El insólito concierto con el que Milei buscó "recuperar la mística" en  medio de los escándalos de corrupción y la crisis económica en Argentina -  BBC News Mundo

 

En los primeros días de octubre de 2025, Argentina volvió a ocupar titulares internacionales, aunque no por una decisión económica o un debate parlamentario, sino por una escena insólita: el presidente de la Nación, Javier Milei, irrumpía en un concierto de rock, micrófono en mano, coreado por una multitud que no aplaudía a un político, sino a una figura convertida en espectáculo. La imagen que recorrió el mundo era la de un jefe de Estado, de traje y melena desbordada, saltando y cantando como si la Casa Rosada se hubiera transformado en un escenario más del circuito musical porteño.

El hecho, aparentemente anecdótico, encierra profundas interrogantes sobre la naturaleza del poder en el siglo XXI: ¿Qué representa un presidente cuando decide convertirse en protagonista de un show? ¿Hasta qué punto la política puede confundirse con el entretenimiento sin perder legitimidad? Y más aún: ¿qué nos dice este episodio sobre la transformación de la democracia latinoamericana en tiempos de redes, crisis y espectáculo?

§

#### [Consigna A]
Responde estas preguntas sobre el texto del concierto de Milei:
(i) ¿En qué momento de 2025 volvió Argentina a ocupar titulares internacionales?
(ii) ¿Cómo iba vestido el jefe de Estado en la imagen que recorrió el mundo?
(iii) ¿De qué siglo es el poder cuya naturaleza se cuestiona en el segundo párrafo?
#### [Consigna B]
Prosigue el texto sobre el concierto de Milei a partir de su última oración.

#### [Material]
§

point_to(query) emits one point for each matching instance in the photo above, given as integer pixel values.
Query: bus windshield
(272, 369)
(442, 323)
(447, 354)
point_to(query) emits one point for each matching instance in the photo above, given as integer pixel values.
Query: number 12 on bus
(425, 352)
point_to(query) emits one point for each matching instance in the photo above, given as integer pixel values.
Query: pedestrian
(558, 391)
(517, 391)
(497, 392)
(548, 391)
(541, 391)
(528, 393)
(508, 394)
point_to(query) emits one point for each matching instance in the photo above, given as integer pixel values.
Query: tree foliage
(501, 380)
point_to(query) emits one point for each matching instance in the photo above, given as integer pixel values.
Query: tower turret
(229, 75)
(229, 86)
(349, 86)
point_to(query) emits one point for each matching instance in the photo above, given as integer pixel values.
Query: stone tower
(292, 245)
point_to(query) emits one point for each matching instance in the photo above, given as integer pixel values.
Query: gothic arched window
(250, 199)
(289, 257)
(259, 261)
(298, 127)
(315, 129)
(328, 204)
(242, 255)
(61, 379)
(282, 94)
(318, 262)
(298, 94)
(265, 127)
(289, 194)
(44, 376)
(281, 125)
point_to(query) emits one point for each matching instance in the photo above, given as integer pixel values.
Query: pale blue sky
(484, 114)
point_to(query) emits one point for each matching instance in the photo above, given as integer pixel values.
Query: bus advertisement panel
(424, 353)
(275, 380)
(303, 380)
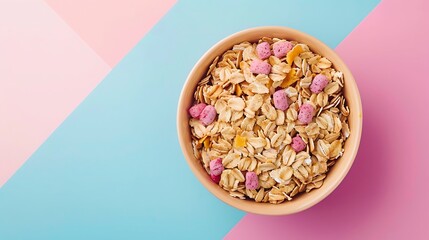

§

#### [Respuesta del ejercicio A]
(i) En los primeros días de octubre de 2025.
(ii) Iba de traje y con la melena desbordada.
(iii) Del siglo XXI.

#### [Respuesta del ejercicio B]
Milei no es un político tradicional. Su ascenso no se explica por estructuras partidistas, sino por un fenómeno mediático. Surgió en los estudios de televisión, no en los pasillos del Congreso; su lenguaje no es el del discurso político clásico, sino el del show, cargado de insultos, ironía y performance. Por eso, cuando el presidente se sube a un escenario de rock, no está improvisando, está siendo coherente con su personaje. 

El poder político, por naturaleza, requiere formas: distancia, sobriedad, representación. El presidente encarna al Estado, y el Estado no baila ni canta; gobierna. Cuando esa frontera se borra, lo que emerge no es la cercanía del líder con el pueblo, sino la confusión entre autoridad y celebridad con lo que finalmente la política se convierte en una extensión del espectáculo, y el espectáculo, en una forma de gobernar.

La paradoja es que ese gesto de rebeldía se produce en un momento de extrema fragilidad nacional. Argentina atraviesa una crisis económica de dimensiones históricas: inflación desbordada, devaluación del peso, caída del consumo y pérdida acelerada del poder adquisitivo. Las reservas internacionales del Banco Central se encuentran en niveles mínimos, las importaciones se restringen y el desempleo crece silenciosamente. En ese contexto, la imagen de un presidente cantando en un concierto adquiere un significado ambiguo: para algunos, es un acto de autenticidad y cercanía; para otros, una burla al sufrimiento colectivo. En un país donde millones viven con incertidumbre, el espectáculo puede parecer un lujo o una fuga de la realidad.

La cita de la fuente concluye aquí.